PASSAGE:
'''

It is important to note that circumcision was not a “sacrament.” The performing of it did not convey spiritual blessing to the recipient. An eight-day-old baby boy (Lev. 12:3) would not even understand what was going on, and when he got older, the ritual would have to be explained to him. It was the obedience of the parents that was important, for if they did not obey God in this matter, their son would be cut off from his people (Gen. 17:14). The covenant people must bear the mark of the covenant.
Since God’s covenant involved Abraham’s “seed,” it was fitting that the mark of the covenant be on the male organ of generation. Since all people are conceived in sin (Ps. 51:5), this special mark would remind them that they were accepted by God because of His gracious covenant. It was God who chose the Jews, not the Jews who chose God (Deut. 7:1-11), and He chose them to be a holy people. Immorality was rampant among the Canaanite peoples, and was even a part of their religion, but the people of Israel were “marked” to be separate from the evil around them.
Unfortunately, the Jewish people eventually made this ritual a means of salvation. Circumcision was a guarantee that you were accepted by God. (Some people today place the same false confidence in baptism, Communion, and other religious rites that can be very meaningful if rightly used.) They did not realize that circumcision stood for something much deeper: the person’s relationship to God. God wants us to “circumcise our hearts” and be totally devoted to Him in love and obedience (Deut. 10:16; 30:6; Jer. 4:4; Rom. 2:28-29).
Romans 4:9-12 makes it clear that the physical operation had nothing to do with Abraham’s eternal salvation. Abraham had believed God and received God’s righteousness before he ever was circumcised (Gen. 15:6). Circumcision was not the means of his salvation but the mark of his separation as a man in covenant relationship with God. The legalistic element in the early church tried to make circumcision and obedience to the law a requirement for salvation for the Gentiles, but this heresy was refuted (Acts 15:1-35). In his Galatian epistle, Paul argues convincingly for salvation by grace alone.

'''

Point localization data
'''

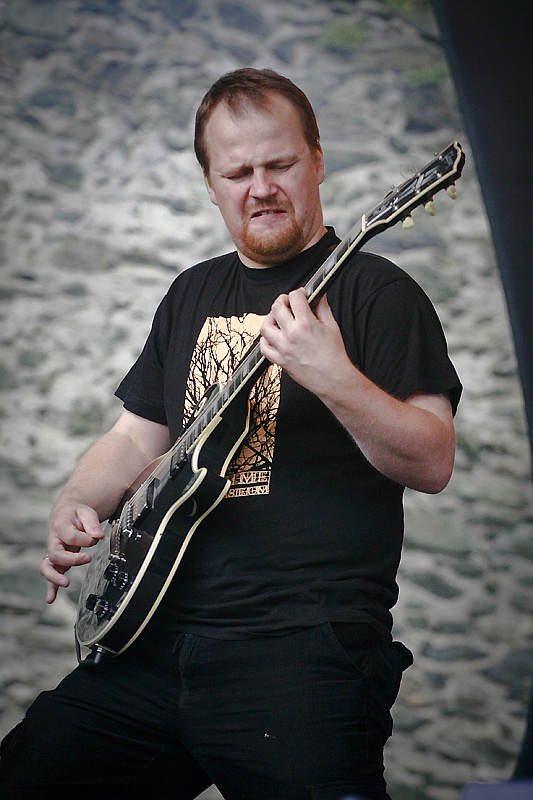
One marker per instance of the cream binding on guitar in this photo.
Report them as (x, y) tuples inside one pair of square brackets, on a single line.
[(132, 567)]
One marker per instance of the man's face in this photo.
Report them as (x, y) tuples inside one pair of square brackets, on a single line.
[(264, 178)]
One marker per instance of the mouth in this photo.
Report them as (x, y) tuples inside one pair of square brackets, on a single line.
[(267, 212)]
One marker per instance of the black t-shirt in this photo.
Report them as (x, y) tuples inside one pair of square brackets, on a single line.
[(309, 532)]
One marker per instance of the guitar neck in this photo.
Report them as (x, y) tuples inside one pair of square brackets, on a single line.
[(441, 172)]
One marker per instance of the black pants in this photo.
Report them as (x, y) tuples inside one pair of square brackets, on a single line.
[(276, 718)]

'''

PROBLEM A: In the passage on circumcision, list the Scripture references given in parentheses after the words "be totally devoted to Him in love and obedience."
PROBLEM B: Resume the passage on circumcision, picking up after its final sentence.

TASK RESPONSE A: Deut. 10:16; Deut. 30:6; Jer. 4:4; Rom. 2:28-29

TASK RESPONSE B:
What does all of this mean to Christian believers today? The seal of our salvation is not an external rite but the presence of an internal witness in the person of the Holy Spirit of God (Eph. 1:13; 4:30; Rom. 8:9, 16). We have experienced a “spiritual circumcision” (Col. 2:9-12) that makes us part of the “true circumcision” (Phil. 3:1-3 nasb). When we trusted Christ to save us, the Spirit of God performed “spiritual surgery” that enables us to have victory over the desires of the old nature and the old life. Circumcision removes only a part of the body, but the true “spiritual circumcision” puts off “the body of the sins of the flesh” (Col. 2:11) and deals radically with the sin nature.
This “spiritual circumcision” is accomplished at conversion when the sinner believes in Christ and is baptized by the Spirit into the body of Christ (1 Cor. 12:13). This baptism identifies the believer with Christ in His death, burial, resurrection, and ascension, and also in His circumcision (Col. 2:11-12; Luke 2:21). It is not “the circumcision of Moses” but “the circumcision of Christ” that is important to the Christian believer.
Donald Grey Barnhouse has said, “We have a nature of sin that must be dealt with by the knife.… The thing must be dealt with as a whole, and not piecemeal.” In Christ, we can “walk in the Spirit, and … not fulfil the lust of the flesh” (Gal. 5:16).
Abraham immediately obeyed God and gave every male in his household the mark of the covenant. No doubt when he told them his new name, he also explained what this ritual meant.